▶ **Alıştırma**
Listede "Practice. Pick out the hillside" ifadesini içeren satırdan listenin sonuna kadar uzanan satırları, "blue sky" yerine "clear sky" koyarak ve geri kalan her şeyi olduğu gibi bırakarak yeniden yazın.
### Verilen kayıtlar ###
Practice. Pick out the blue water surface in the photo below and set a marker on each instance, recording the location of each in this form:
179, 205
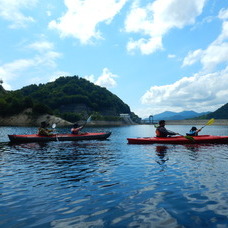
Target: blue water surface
111, 183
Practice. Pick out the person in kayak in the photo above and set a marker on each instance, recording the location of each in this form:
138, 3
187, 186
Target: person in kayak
43, 129
193, 132
76, 129
161, 131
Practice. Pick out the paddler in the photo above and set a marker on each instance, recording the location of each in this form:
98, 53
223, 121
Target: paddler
161, 131
43, 129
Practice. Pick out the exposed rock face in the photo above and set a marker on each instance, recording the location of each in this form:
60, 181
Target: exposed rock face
27, 119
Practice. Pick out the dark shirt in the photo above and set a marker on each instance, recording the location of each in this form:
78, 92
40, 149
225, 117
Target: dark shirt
163, 132
192, 133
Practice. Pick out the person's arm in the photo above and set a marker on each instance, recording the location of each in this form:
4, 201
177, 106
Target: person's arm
76, 130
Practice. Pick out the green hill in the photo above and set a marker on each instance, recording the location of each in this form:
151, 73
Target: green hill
221, 113
72, 98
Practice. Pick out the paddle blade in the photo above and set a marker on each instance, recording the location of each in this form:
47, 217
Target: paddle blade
89, 119
211, 121
189, 138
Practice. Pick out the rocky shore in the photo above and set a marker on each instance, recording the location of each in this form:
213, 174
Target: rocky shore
26, 118
223, 122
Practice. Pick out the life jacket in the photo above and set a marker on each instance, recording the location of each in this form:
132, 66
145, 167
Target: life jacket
158, 133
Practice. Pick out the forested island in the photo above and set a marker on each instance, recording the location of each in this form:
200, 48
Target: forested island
70, 97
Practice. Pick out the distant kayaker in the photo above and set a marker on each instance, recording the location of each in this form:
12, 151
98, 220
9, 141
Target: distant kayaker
76, 129
161, 131
43, 129
193, 132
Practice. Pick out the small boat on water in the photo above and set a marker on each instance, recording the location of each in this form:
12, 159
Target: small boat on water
180, 140
59, 137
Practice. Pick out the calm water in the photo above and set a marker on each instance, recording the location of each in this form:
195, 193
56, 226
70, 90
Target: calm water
112, 184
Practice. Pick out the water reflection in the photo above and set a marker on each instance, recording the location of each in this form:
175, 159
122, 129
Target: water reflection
113, 184
161, 152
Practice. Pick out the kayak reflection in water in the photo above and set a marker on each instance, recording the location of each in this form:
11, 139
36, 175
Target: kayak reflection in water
43, 129
161, 152
161, 131
193, 132
76, 129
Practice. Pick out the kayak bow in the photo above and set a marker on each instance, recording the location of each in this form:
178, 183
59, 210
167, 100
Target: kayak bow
179, 140
59, 137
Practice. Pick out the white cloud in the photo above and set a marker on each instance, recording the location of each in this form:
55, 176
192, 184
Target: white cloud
215, 53
200, 93
30, 68
157, 18
83, 17
41, 46
106, 79
11, 11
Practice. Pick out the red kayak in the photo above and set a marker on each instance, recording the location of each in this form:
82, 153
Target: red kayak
180, 140
59, 137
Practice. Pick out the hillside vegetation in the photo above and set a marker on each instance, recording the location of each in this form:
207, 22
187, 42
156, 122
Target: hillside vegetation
72, 98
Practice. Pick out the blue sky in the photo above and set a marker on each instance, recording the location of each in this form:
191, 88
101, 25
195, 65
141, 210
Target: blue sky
###
▶ **Çözüm aşağıda**
Practice. Pick out the hillside vegetation in the photo above and set a marker on each instance, recording the location of each in this form:
207, 22
187, 42
156, 122
Target: hillside vegetation
72, 98
Practice. Pick out the clear sky in the photo above and set a marker on each instance, recording the location of each in this form:
191, 88
101, 25
195, 65
141, 210
Target: clear sky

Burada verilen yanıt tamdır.